Written exercise — Starting at the line containing "[tag] mobile boarding" and running through the end of the rows, swap "engine cowling" for "engine nacelle" and write those lines out again, leaving everything else unchanged.

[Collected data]
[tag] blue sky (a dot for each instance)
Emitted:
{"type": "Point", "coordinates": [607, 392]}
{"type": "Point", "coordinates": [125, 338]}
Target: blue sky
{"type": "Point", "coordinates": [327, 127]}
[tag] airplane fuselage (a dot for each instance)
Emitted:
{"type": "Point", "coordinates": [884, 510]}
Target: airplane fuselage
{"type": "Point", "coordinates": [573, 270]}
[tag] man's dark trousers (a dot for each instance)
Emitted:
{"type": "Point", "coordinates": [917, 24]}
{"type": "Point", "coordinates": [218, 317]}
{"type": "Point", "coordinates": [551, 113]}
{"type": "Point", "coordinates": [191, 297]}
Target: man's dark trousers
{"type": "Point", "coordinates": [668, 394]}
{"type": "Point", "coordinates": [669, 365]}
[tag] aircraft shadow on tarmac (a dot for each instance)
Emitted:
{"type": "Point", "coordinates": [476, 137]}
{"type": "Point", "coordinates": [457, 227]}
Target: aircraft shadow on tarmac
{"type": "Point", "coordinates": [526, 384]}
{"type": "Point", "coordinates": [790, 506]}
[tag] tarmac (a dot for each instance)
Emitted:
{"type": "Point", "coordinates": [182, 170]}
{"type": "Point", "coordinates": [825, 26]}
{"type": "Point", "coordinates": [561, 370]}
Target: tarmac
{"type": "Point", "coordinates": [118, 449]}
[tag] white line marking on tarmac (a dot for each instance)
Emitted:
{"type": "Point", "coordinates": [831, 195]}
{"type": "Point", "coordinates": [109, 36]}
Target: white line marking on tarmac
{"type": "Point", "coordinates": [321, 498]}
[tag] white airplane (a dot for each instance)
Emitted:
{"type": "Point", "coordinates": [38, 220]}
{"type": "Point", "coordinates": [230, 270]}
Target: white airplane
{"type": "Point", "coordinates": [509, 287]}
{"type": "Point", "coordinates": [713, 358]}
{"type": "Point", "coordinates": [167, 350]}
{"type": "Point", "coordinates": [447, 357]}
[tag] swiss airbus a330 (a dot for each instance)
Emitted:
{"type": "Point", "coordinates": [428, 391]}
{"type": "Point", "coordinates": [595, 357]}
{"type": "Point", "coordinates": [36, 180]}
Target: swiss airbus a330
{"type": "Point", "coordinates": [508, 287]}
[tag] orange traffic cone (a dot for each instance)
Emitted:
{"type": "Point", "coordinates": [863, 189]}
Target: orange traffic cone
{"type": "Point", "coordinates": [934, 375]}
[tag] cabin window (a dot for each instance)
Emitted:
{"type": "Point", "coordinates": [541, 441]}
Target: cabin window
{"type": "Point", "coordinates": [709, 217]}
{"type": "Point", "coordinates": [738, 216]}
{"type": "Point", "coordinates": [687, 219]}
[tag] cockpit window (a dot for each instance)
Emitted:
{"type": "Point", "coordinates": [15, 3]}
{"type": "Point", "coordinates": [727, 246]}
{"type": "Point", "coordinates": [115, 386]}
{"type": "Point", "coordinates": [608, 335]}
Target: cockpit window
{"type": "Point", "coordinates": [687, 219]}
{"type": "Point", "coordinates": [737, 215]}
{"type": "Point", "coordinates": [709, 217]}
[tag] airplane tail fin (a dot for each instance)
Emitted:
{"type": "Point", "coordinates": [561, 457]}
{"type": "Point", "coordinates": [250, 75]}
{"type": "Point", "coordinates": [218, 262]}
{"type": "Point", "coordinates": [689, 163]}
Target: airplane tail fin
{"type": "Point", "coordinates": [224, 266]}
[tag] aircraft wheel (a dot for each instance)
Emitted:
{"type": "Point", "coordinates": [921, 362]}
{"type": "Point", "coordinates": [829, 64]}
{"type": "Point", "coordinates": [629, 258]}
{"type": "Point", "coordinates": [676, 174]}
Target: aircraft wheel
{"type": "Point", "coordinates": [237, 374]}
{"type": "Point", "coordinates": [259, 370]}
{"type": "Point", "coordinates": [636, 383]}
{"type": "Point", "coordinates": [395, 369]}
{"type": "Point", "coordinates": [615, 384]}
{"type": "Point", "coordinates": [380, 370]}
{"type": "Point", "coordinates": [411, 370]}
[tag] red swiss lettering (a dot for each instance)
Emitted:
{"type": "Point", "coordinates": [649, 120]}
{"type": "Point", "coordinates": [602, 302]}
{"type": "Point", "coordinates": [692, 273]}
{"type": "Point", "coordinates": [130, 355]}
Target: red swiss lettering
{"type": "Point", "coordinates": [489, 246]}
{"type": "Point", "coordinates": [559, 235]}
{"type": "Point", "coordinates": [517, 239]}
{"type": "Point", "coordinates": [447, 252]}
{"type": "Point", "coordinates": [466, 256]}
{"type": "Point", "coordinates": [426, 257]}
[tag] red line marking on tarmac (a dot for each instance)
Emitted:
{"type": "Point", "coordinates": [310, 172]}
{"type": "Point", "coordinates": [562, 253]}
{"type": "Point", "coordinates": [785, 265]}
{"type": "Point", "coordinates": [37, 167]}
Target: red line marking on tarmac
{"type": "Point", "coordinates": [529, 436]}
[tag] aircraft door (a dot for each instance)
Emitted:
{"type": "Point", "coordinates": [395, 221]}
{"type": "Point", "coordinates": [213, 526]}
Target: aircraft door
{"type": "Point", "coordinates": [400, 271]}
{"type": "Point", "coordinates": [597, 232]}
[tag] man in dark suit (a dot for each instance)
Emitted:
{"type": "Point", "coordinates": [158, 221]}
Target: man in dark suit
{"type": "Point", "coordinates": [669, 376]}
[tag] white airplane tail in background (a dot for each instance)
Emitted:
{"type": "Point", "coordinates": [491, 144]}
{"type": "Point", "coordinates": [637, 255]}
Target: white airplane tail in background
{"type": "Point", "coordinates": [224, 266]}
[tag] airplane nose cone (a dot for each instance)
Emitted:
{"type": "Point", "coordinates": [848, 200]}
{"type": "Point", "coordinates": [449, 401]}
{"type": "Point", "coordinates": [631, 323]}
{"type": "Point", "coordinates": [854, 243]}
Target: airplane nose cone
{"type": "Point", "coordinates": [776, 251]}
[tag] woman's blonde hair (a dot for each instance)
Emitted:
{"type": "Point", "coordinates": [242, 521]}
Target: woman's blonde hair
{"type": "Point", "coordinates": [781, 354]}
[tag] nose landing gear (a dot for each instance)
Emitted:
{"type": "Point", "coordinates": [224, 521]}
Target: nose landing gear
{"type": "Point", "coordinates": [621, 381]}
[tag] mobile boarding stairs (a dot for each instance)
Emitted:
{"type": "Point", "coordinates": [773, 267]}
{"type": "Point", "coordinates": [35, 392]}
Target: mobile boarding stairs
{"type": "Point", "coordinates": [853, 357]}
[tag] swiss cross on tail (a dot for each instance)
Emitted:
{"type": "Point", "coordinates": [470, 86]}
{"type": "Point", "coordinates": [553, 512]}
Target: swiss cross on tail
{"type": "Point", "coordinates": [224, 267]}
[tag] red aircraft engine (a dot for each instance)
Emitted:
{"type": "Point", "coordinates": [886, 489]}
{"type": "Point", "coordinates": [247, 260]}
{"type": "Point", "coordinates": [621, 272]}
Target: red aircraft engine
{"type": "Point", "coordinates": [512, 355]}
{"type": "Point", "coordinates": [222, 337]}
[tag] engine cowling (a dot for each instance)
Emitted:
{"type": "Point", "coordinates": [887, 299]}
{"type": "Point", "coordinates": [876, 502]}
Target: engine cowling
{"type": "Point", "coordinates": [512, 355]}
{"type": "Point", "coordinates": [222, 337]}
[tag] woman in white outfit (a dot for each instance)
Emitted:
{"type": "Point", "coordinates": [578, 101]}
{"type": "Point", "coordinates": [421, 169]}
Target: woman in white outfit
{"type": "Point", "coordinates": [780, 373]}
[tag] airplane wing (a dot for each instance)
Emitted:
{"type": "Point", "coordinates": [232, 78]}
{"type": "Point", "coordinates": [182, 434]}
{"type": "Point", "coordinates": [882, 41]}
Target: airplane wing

The result —
[tag] mobile boarding stairs (a dot for each instance)
Emitted:
{"type": "Point", "coordinates": [773, 267]}
{"type": "Point", "coordinates": [35, 392]}
Target: mobile boarding stairs
{"type": "Point", "coordinates": [853, 357]}
[tag] swiss cross on tail (a dot for each instance)
Emitted:
{"type": "Point", "coordinates": [470, 86]}
{"type": "Point", "coordinates": [553, 512]}
Target: swiss cross on tail
{"type": "Point", "coordinates": [224, 267]}
[tag] red aircraft engine (a dot for each instance)
Emitted:
{"type": "Point", "coordinates": [886, 489]}
{"type": "Point", "coordinates": [247, 260]}
{"type": "Point", "coordinates": [621, 272]}
Target: red aircraft engine
{"type": "Point", "coordinates": [512, 355]}
{"type": "Point", "coordinates": [222, 337]}
[tag] engine nacelle (a dot for each instance)
Emitted:
{"type": "Point", "coordinates": [887, 299]}
{"type": "Point", "coordinates": [876, 502]}
Target: engine nacelle
{"type": "Point", "coordinates": [512, 355]}
{"type": "Point", "coordinates": [222, 337]}
[tag] woman in white outfit (a dot for each instance)
Emitted:
{"type": "Point", "coordinates": [578, 101]}
{"type": "Point", "coordinates": [421, 169]}
Target: woman in white outfit
{"type": "Point", "coordinates": [780, 373]}
[tag] airplane wing (a dot for each instance)
Emitted:
{"type": "Point", "coordinates": [232, 78]}
{"type": "Point", "coordinates": [182, 434]}
{"type": "Point", "coordinates": [882, 41]}
Target: airplane wing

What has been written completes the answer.